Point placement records
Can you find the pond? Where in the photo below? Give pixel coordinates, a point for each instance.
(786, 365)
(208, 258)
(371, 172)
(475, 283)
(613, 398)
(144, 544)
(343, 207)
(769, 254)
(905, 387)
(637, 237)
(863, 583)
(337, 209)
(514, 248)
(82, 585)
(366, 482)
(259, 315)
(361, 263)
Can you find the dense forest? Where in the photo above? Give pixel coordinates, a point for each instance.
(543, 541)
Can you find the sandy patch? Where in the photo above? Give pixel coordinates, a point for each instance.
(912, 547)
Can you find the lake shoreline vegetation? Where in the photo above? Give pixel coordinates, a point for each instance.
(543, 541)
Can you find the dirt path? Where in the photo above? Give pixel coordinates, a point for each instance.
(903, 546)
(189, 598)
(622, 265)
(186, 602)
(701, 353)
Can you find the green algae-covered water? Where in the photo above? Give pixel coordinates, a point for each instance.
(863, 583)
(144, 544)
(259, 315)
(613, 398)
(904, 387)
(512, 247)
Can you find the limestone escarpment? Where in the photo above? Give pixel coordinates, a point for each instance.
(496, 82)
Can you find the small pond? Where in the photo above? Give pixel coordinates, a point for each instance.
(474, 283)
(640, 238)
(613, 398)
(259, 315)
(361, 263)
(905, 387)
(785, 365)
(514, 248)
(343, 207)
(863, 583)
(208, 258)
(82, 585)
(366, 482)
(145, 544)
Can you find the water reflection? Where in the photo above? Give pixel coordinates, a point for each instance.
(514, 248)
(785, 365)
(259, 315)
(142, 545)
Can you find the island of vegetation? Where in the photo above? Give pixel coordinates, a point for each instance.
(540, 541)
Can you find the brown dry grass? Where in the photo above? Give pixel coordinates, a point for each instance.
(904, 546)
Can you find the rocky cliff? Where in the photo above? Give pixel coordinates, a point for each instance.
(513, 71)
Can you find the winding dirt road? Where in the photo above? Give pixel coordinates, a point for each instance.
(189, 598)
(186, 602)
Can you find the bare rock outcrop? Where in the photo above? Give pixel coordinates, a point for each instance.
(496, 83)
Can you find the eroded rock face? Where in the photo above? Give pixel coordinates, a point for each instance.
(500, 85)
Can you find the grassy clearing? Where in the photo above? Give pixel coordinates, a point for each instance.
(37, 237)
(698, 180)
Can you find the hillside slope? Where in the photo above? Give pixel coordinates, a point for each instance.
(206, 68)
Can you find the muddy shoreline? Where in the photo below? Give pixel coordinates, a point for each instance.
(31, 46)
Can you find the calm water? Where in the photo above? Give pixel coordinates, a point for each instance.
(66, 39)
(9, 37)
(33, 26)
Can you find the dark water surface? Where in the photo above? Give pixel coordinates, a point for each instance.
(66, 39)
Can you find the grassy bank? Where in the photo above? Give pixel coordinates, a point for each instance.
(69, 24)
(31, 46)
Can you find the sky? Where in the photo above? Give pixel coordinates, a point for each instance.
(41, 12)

**Work to be completed**
Switch "instance" to "occurrence" throughout the part of the records that opens with the line containing "Can you find the calm" and runs through the end of the records. Reproduce only that part, with everything else unchanged.

**Result of this exercise**
Can you find the calm water? Where in the photo above? Give pixel coordinates, a point for each occurrence.
(66, 39)
(9, 37)
(33, 26)
Can you find the dark water surface? Where in the photo above? Give pixel coordinates, a point for each occurrence.
(66, 39)
Can you find the grassy bank? Where in the photo above? Give pixel coordinates, a point for each occurrence.
(69, 24)
(31, 46)
Can you find the sky? Where in the photo above? Give pixel coordinates, a point for each occurrence.
(41, 12)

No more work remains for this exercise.